» **Given task**:
Locate every line in the entries below that contains the string "wheel" and copy each one in full. Matching is case-sensitive.

» **Records to use**:
+ + +

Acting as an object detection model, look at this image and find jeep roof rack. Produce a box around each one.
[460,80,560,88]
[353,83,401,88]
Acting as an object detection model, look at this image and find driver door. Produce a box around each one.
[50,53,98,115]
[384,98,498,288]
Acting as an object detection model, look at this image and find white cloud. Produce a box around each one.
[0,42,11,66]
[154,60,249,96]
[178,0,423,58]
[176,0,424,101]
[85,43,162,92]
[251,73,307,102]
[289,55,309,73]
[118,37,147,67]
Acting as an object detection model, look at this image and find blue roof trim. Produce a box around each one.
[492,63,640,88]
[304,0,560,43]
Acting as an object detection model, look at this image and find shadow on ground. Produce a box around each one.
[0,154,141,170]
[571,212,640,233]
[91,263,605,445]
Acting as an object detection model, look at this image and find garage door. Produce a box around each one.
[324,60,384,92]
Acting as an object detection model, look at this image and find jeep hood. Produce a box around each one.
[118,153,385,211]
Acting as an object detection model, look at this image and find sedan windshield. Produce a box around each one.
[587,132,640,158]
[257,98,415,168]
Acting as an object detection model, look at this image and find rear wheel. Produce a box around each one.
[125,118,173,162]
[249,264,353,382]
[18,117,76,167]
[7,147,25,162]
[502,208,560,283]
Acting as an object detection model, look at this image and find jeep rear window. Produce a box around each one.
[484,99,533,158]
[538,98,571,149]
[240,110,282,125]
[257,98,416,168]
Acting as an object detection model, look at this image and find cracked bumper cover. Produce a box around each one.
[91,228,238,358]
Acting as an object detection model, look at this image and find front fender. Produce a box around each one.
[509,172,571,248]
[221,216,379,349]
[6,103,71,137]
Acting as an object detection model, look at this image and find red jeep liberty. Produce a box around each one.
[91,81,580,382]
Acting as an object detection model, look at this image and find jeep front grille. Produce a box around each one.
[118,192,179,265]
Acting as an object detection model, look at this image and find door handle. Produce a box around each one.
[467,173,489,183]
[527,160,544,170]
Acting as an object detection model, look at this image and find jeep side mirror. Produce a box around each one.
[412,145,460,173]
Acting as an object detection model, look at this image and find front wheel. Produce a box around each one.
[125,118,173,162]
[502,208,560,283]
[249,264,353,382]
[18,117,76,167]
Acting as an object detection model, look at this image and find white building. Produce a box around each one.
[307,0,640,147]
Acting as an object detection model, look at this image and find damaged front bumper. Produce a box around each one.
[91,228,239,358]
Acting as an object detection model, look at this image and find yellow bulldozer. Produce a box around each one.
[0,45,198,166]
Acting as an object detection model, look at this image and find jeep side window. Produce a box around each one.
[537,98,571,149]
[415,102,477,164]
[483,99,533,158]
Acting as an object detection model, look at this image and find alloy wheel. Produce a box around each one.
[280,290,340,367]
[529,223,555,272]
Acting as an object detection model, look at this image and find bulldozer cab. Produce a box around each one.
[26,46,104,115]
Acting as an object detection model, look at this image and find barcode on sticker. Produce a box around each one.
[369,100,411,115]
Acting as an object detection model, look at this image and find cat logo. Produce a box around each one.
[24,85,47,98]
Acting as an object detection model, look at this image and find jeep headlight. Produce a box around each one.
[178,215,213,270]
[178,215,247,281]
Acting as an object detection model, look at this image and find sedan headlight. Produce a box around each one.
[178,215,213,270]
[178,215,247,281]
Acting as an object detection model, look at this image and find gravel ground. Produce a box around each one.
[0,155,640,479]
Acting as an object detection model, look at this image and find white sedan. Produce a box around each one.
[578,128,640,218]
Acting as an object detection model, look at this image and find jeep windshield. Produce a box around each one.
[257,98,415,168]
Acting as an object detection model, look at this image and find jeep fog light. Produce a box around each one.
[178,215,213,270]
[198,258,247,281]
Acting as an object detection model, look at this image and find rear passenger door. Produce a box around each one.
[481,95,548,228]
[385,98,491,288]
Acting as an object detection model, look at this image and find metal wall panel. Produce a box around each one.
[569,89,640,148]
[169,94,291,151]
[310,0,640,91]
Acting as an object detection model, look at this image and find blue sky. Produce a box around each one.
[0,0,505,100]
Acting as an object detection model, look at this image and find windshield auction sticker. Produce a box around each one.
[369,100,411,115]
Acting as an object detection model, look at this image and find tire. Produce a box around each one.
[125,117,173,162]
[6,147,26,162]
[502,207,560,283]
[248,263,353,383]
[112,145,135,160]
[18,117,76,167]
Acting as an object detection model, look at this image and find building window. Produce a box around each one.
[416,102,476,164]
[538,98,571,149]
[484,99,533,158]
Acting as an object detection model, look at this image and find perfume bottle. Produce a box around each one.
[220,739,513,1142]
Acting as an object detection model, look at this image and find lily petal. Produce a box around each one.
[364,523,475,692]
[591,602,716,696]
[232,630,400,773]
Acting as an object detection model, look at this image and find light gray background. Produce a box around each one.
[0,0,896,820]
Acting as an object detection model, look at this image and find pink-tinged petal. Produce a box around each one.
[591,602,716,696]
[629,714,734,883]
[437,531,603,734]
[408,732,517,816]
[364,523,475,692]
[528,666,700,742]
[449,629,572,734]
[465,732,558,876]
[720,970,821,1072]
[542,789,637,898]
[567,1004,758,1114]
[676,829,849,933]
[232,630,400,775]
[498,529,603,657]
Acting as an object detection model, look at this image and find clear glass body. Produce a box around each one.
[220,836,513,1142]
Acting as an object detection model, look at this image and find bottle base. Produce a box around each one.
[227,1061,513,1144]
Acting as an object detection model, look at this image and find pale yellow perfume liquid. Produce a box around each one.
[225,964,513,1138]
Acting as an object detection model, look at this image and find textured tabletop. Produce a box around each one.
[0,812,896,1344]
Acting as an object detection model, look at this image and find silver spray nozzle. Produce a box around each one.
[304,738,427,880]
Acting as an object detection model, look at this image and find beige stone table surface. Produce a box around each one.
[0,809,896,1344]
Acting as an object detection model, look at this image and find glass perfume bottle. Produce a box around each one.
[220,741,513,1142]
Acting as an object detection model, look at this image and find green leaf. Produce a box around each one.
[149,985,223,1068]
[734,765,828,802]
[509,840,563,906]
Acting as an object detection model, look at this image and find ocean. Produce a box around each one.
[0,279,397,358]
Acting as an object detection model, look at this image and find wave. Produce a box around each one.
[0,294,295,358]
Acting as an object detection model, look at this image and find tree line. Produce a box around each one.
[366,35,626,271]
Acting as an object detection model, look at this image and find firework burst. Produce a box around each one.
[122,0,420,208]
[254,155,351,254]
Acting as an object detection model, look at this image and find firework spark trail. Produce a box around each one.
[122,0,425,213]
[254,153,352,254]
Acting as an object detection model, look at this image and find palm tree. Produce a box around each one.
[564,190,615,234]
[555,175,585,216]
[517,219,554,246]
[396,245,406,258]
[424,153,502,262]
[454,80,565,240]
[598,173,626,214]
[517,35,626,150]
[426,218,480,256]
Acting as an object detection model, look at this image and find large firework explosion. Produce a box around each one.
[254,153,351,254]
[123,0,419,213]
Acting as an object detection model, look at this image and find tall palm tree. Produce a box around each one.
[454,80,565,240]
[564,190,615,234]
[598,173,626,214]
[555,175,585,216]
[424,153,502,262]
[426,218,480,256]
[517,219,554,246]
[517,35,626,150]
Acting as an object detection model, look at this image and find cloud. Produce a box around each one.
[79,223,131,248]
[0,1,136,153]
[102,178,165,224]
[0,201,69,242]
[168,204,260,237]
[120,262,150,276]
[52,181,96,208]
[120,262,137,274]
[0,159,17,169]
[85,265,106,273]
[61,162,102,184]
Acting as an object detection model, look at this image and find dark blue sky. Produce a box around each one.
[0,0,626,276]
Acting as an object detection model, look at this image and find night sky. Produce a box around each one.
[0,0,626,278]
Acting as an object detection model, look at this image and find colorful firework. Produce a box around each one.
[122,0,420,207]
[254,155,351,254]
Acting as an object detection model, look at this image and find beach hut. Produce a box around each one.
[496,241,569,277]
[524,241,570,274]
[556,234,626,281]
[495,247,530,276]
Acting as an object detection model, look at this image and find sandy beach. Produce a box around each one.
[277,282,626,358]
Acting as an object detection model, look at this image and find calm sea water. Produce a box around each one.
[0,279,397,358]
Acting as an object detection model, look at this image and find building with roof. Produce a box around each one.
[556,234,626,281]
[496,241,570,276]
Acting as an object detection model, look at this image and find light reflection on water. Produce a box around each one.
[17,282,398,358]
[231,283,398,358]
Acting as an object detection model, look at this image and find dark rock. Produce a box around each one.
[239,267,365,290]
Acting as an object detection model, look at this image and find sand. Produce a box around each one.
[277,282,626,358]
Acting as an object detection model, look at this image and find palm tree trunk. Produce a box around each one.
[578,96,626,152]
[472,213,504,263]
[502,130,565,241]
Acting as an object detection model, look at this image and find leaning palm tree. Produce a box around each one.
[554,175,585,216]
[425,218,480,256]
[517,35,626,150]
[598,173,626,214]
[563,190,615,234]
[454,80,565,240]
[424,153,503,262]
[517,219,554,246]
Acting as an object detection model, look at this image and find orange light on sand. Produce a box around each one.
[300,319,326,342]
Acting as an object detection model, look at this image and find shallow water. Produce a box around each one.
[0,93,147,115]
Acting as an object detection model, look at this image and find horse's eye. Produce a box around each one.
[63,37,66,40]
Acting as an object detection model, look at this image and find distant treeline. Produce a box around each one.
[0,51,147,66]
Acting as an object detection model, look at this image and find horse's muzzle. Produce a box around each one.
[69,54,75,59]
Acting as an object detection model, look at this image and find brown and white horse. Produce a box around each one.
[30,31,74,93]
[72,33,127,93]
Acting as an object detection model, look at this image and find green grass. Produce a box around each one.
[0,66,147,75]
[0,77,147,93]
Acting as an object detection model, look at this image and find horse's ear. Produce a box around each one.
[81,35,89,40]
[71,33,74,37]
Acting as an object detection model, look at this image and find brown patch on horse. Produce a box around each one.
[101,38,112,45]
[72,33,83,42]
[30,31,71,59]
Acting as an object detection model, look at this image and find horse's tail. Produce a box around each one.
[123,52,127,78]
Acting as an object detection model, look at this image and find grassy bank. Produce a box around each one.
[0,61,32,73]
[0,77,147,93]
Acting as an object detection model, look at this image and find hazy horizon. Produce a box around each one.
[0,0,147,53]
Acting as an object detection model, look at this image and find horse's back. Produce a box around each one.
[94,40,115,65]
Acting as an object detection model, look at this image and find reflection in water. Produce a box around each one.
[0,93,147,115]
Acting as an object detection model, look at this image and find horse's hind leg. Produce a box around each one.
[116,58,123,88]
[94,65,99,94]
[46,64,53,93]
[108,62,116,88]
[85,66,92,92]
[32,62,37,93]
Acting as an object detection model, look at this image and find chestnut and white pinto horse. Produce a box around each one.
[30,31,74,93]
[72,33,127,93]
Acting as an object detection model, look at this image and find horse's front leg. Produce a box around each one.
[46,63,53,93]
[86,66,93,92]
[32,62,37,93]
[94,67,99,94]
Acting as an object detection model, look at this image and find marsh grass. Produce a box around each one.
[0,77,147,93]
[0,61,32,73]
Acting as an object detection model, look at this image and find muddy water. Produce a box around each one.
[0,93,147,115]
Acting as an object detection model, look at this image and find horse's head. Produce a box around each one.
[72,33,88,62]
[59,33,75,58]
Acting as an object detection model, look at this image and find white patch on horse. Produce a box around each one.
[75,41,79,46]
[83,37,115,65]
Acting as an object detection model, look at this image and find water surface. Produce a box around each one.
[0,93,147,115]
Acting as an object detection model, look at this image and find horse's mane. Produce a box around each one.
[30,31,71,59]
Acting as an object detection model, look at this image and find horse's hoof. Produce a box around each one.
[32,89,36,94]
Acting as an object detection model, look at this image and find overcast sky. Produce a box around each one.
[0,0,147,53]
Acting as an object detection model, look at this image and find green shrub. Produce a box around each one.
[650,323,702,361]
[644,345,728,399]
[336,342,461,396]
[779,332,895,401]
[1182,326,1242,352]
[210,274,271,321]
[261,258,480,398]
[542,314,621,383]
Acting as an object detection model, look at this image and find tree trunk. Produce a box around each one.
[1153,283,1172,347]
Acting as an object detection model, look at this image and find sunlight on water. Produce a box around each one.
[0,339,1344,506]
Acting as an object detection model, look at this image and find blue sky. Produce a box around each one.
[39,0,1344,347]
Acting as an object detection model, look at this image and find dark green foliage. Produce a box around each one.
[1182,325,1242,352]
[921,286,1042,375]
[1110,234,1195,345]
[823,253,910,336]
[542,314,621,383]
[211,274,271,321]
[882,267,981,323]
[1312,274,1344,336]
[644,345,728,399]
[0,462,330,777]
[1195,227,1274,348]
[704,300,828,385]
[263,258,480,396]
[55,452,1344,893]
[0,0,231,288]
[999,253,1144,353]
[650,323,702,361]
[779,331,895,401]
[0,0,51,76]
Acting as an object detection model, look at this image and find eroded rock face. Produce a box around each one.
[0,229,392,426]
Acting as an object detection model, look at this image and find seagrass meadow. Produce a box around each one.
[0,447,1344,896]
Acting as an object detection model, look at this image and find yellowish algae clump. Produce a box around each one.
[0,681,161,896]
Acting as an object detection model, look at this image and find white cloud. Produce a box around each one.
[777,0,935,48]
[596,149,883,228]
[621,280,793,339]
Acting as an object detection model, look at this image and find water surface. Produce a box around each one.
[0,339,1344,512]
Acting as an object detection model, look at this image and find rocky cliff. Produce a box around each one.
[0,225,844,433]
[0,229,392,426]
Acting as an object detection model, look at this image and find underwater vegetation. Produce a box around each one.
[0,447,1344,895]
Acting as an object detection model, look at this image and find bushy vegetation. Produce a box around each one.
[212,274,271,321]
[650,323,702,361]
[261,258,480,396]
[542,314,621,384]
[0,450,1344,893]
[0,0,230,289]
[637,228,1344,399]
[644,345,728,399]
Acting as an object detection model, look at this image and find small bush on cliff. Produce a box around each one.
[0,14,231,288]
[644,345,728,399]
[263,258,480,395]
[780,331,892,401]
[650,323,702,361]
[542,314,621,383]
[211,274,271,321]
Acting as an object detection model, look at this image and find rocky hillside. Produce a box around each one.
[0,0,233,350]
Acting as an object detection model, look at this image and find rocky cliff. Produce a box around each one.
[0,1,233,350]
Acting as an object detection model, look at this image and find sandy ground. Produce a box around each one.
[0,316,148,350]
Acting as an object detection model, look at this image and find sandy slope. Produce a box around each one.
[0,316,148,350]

+ + +

» **Output of the exercise**:
Acting as an object detection model, look at this image and find rear wheel. Produce a box around each one.
Acting as an object detection model, look at this image and find front wheel. Produce a box around each one.
Acting as an object detection model, look at this image and find alloy wheel. Produce a box around each one.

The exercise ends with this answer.